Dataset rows
-.-.-

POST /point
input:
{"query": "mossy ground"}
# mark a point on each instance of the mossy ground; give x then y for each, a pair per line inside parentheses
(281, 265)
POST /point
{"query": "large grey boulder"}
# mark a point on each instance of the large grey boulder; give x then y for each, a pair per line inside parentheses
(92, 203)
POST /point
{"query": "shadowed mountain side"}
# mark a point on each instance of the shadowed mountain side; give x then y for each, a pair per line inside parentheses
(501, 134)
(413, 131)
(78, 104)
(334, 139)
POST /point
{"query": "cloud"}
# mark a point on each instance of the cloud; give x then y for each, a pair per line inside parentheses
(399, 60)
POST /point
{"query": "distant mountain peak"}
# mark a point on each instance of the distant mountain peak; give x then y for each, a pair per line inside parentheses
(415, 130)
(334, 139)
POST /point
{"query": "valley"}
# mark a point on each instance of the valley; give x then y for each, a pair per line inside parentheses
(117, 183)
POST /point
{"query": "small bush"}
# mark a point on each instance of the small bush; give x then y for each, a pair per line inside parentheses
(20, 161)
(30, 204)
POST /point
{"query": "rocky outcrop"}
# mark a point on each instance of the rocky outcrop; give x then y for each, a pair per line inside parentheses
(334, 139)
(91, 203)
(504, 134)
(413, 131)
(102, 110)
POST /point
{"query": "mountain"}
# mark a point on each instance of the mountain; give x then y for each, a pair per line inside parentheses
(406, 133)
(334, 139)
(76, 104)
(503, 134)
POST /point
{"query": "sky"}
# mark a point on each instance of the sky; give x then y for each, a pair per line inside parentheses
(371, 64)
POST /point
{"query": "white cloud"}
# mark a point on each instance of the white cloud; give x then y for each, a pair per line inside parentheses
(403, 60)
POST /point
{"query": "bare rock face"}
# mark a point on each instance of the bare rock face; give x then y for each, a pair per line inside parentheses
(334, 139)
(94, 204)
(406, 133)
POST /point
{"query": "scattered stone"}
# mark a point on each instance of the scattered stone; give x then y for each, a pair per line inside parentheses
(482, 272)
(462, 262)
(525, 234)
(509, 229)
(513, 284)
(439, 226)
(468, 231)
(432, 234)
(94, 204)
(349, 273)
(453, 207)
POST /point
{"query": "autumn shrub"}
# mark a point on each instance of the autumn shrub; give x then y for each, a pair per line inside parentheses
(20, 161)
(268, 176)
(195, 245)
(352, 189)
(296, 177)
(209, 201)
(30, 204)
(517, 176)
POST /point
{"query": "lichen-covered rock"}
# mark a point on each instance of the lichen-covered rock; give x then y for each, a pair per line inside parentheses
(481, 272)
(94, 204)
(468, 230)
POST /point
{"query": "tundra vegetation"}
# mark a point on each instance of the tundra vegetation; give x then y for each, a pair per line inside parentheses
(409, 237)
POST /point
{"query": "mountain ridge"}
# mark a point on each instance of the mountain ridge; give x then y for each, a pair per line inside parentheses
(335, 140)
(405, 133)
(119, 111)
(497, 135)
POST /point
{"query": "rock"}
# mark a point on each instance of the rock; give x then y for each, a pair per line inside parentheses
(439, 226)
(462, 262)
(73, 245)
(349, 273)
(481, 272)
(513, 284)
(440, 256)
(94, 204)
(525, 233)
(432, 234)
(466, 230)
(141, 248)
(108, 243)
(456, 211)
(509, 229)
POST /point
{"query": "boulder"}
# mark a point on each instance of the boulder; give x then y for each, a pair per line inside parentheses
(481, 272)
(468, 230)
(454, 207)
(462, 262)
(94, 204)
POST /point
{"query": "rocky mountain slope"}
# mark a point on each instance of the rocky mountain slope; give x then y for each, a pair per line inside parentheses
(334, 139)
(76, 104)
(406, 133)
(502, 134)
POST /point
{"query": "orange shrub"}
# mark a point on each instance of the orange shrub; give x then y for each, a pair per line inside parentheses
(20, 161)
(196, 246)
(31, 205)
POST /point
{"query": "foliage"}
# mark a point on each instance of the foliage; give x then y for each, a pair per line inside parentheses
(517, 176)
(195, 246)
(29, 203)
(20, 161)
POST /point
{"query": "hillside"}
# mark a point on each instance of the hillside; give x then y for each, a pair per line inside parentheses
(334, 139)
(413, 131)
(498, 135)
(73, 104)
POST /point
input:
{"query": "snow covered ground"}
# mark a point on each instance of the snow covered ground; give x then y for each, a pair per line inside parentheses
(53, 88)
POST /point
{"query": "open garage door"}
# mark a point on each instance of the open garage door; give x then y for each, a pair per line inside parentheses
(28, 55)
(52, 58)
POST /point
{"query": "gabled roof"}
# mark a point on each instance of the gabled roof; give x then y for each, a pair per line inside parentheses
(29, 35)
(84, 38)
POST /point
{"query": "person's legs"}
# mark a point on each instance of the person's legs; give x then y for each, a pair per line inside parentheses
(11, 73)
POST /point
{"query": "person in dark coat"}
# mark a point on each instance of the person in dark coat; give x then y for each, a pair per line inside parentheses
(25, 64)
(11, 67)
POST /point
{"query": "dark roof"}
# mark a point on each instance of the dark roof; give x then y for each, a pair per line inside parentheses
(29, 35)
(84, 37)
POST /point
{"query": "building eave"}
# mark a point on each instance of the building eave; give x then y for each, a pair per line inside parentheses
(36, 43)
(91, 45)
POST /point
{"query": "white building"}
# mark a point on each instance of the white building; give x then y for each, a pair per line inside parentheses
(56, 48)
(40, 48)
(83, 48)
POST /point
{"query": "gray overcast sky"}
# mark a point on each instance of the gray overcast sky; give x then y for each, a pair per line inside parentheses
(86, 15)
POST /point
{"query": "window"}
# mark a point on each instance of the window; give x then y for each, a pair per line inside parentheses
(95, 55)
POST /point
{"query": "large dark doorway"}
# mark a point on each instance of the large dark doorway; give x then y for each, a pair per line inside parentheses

-.-.-

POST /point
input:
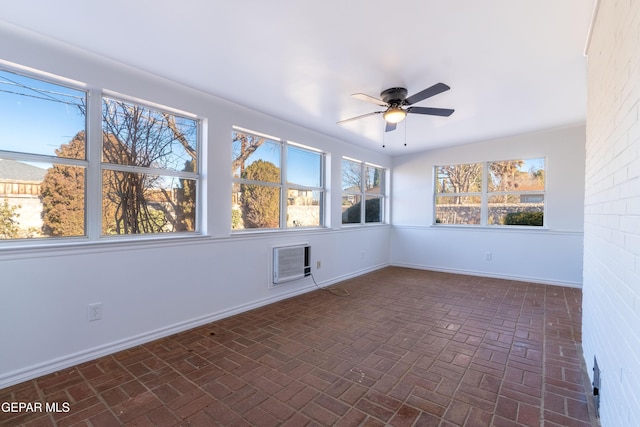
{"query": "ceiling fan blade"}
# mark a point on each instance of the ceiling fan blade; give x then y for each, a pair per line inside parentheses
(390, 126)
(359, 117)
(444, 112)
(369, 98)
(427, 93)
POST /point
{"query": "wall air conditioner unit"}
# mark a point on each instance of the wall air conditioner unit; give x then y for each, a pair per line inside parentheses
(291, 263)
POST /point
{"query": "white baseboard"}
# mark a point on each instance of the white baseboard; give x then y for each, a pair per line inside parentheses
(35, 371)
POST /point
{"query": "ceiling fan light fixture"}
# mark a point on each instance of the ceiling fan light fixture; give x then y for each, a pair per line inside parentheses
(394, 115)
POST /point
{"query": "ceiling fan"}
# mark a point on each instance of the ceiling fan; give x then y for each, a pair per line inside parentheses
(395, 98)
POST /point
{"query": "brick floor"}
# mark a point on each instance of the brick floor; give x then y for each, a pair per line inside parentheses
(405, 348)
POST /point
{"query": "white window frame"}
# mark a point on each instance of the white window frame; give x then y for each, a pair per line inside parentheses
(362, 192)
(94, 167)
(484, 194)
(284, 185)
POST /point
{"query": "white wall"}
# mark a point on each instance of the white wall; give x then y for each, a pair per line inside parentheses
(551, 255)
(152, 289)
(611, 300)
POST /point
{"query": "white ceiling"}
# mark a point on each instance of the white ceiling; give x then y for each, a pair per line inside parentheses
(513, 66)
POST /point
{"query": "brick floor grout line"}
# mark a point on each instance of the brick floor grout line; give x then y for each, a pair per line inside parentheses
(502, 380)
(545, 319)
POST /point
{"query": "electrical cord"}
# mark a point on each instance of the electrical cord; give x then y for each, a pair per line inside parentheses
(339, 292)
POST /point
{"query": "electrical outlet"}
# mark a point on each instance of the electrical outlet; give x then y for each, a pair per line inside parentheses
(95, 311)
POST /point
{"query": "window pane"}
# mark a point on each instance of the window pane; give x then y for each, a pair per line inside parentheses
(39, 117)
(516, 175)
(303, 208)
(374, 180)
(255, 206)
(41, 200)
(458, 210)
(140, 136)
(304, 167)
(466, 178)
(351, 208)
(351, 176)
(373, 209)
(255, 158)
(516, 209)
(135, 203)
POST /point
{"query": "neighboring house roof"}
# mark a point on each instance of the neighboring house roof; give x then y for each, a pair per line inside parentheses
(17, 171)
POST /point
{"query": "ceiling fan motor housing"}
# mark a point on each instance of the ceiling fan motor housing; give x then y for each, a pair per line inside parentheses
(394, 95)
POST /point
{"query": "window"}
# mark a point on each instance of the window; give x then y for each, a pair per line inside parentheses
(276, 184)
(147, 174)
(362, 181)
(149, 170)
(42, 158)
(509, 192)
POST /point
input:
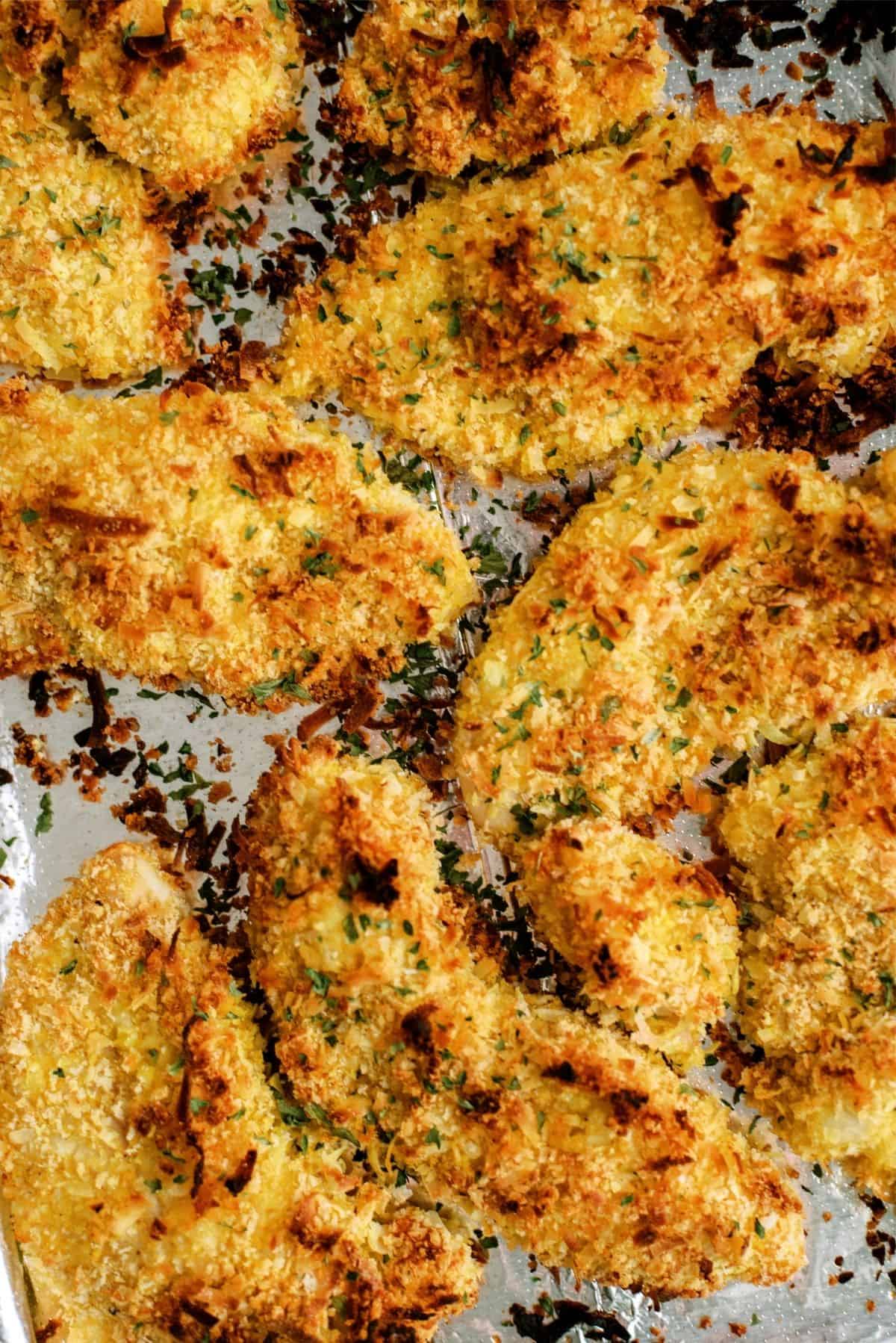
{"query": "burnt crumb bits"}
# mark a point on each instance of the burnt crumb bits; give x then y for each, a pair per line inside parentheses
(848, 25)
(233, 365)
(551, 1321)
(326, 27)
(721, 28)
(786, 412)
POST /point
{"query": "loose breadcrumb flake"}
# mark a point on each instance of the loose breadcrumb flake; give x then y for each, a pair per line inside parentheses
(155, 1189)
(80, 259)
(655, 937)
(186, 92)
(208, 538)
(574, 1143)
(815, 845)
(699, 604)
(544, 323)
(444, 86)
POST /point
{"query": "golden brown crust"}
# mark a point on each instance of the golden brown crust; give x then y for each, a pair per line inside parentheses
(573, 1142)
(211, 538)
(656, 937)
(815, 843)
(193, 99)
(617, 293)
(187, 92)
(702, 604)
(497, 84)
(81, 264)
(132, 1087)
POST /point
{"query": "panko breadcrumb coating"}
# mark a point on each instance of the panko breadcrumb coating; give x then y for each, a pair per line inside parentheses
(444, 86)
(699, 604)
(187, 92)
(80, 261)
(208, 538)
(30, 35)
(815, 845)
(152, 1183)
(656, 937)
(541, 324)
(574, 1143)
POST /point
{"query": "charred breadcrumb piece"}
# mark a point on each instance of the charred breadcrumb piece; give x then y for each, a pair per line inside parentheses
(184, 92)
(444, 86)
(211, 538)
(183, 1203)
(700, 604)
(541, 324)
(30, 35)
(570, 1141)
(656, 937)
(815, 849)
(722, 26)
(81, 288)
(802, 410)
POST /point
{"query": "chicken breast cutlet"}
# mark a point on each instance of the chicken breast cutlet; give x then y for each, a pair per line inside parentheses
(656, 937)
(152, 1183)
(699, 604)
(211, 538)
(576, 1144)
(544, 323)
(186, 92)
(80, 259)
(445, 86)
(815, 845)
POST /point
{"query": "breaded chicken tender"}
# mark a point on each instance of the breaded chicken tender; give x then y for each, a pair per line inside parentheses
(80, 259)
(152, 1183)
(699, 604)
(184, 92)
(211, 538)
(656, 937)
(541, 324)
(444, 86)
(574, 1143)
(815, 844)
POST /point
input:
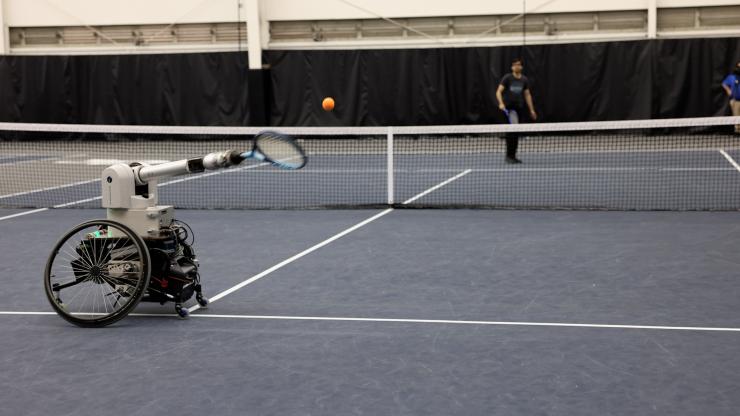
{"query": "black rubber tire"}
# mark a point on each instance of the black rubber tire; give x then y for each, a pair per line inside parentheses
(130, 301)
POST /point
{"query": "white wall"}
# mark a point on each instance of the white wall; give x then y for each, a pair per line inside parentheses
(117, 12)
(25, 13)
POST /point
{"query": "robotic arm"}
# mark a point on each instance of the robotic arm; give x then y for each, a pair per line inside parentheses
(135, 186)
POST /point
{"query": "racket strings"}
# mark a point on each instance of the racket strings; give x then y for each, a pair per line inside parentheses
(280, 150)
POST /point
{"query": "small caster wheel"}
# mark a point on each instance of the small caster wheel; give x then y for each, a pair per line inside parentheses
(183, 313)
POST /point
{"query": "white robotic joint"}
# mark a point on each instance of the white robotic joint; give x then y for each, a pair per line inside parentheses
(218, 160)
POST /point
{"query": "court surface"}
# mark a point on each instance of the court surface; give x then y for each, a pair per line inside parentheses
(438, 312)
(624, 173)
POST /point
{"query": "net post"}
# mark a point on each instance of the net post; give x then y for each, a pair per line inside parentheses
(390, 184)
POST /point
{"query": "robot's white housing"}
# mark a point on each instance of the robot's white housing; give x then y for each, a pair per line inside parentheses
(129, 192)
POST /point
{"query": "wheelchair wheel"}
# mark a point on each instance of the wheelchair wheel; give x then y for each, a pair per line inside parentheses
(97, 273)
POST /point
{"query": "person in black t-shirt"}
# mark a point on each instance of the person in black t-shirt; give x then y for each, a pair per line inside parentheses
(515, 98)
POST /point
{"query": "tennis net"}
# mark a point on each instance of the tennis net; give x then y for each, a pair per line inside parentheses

-.-.-

**What is being asked:**
Give the number of lines above that contain the word "small", counting only matches in the same case, and reply with nothing but that number.

**Solution:**
4